Passage

☆ ☆ ☆ ☆ ☆

Wednesday, July 11, 2007

Wednesday, Stewardship and Storms


Today is the feast of Benedict of Nursia, author of "the Rule" and progenitor of the monastic manner of life that most religious communities in the Anglican Communion draw their own domestic practice from as they seek to serve Christ in this world through vows of submission, poverty and life in prayer.

We started the day off in a slightly stifling chapel. I didn't even think about putting an alb on and pined for my buddy Scott's trick of putting a handkerchief in his prayer book in order to wipe the perspiration from the brow during a service...he knows what he's doing, but with air conditioning in the main sanctuary, I only remember the idea from time to time. And, almost always after the fact.

Still, there was the blessing of a cool breeze.

Benedict was an interesting person. At a time when poplar society had, in his estimation, lost its moral center he set out to find his own. The political and religious leadership were locked in arguments about who could claim authority over Church and State, the outlying cultures pressing in on the Roman Empire were moving closer and closer to Rome. He chose to do what many of us fantasize about: he up and left.

With intention, of course.

☆ ☆ ☆ ☆ ☆

Things to do
**A.** Write out the part of the blog post that begins at the words "We started the" and ends after the words "after the fact.".
**B.** Do these statements agree with the blog post? Answer yes or no for each, and quote the words from the post that decide it. (i) The writer put on an alb for the morning service in the chapel. (ii) Benedict of Nursia is described as the author of "the Rule." (iii) A cool breeze came during the day.
**C.** According to the blog post, what trick does the writer's friend Scott use during a service?
Work from the blog post alone, with no outside knowledge.

☆ ☆ ☆ ☆ ☆

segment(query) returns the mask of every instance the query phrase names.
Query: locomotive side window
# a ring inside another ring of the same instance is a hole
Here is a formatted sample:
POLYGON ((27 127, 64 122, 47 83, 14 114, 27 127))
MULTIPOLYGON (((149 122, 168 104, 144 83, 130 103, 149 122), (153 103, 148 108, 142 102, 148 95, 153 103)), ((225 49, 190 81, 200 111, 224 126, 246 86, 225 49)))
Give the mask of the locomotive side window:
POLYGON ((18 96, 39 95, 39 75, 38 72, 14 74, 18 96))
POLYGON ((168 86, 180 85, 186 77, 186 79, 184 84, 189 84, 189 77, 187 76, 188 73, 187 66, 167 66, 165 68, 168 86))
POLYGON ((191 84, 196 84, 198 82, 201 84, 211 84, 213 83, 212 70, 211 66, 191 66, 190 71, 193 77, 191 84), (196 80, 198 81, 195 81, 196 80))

☆ ☆ ☆ ☆ ☆

Response list
**A.**
We started the day off in a slightly stifling chapel. I didn't even think about putting an alb on and pined for my buddy Scott's trick of putting a handkerchief in his prayer book in order to wipe the perspiration from the brow during a service...he knows what he's doing, but with air conditioning in the main sanctuary, I only remember the idea from time to time. And, almost always after the fact.

**B.**
(i) No: "I didn't even think about putting an alb on"
(ii) Yes: "Today is the feast of Benedict of Nursia, author of "the Rule""
(iii) Yes: "Still, there was the blessing of a cool breeze."

**C.** Scott puts a handkerchief in his prayer book so he can wipe the perspiration from his brow during a service.